### Objective:
Rewrite the lines below, replacing "top-left corner" with "upper-left corner" everywhere it occurs and keeping everything else the same.

### Source data:
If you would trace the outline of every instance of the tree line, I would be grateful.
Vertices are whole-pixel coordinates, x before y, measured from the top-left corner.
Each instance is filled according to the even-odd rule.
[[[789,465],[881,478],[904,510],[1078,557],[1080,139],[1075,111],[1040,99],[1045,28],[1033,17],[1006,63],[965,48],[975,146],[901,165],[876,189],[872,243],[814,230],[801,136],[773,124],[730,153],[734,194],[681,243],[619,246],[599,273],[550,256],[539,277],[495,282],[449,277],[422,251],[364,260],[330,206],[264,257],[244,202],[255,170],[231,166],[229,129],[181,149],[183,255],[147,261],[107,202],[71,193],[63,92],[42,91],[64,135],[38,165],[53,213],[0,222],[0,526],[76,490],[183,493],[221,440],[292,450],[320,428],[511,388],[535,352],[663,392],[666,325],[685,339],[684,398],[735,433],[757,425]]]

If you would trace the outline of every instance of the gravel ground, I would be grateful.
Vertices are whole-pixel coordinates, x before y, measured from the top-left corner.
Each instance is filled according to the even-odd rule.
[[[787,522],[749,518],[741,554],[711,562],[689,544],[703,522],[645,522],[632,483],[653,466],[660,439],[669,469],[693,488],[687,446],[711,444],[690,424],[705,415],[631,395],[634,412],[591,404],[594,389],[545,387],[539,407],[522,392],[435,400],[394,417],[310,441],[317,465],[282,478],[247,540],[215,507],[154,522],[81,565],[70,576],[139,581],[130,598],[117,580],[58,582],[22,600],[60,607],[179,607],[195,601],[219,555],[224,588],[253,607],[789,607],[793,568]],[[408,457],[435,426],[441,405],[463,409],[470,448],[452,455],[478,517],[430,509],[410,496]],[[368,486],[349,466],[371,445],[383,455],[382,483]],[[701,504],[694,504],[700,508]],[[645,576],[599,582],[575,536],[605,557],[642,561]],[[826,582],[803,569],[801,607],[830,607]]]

### Response for this exercise:
If you would trace the outline of every instance of the tree line, I would be grateful.
Vertices are whole-pixel coordinates, x before y, measured from the upper-left corner.
Each instance is filled according to the even-odd rule.
[[[789,465],[881,478],[904,510],[1078,557],[1080,139],[1075,111],[1040,99],[1045,28],[1033,17],[1006,63],[965,48],[975,146],[901,165],[876,189],[872,243],[814,230],[801,136],[773,124],[730,153],[734,194],[681,243],[619,246],[599,273],[550,256],[539,277],[495,282],[449,277],[422,251],[364,260],[330,206],[264,257],[244,202],[255,170],[231,166],[229,129],[181,149],[183,255],[147,261],[107,202],[71,193],[63,92],[42,91],[64,135],[38,165],[53,213],[0,222],[0,526],[76,490],[183,493],[221,440],[292,450],[320,428],[511,388],[535,352],[663,392],[666,325],[685,339],[684,398],[735,433],[757,425]]]

If you would trace the outline of every instance of the gravel ground, I would be grateful.
Vertices are whole-pixel coordinates, x before y, measured from the upper-left corner.
Each instance is filled according to the even-odd rule.
[[[787,522],[749,518],[741,554],[711,562],[689,544],[703,522],[645,522],[632,483],[653,466],[660,439],[669,469],[693,488],[687,446],[711,444],[690,424],[705,415],[631,395],[634,412],[591,404],[594,389],[545,387],[539,407],[522,392],[435,400],[394,417],[310,441],[317,465],[282,478],[247,540],[215,507],[154,522],[81,565],[70,576],[139,581],[130,598],[117,580],[58,582],[22,600],[60,607],[179,607],[195,601],[219,555],[224,588],[253,607],[789,607],[793,568]],[[408,457],[435,426],[441,405],[463,409],[470,448],[452,455],[478,517],[430,509],[410,496]],[[368,486],[349,466],[371,445],[383,455],[382,483]],[[701,504],[694,504],[700,508]],[[645,576],[599,582],[575,536],[605,557],[642,561]],[[826,582],[803,569],[801,607],[830,607]]]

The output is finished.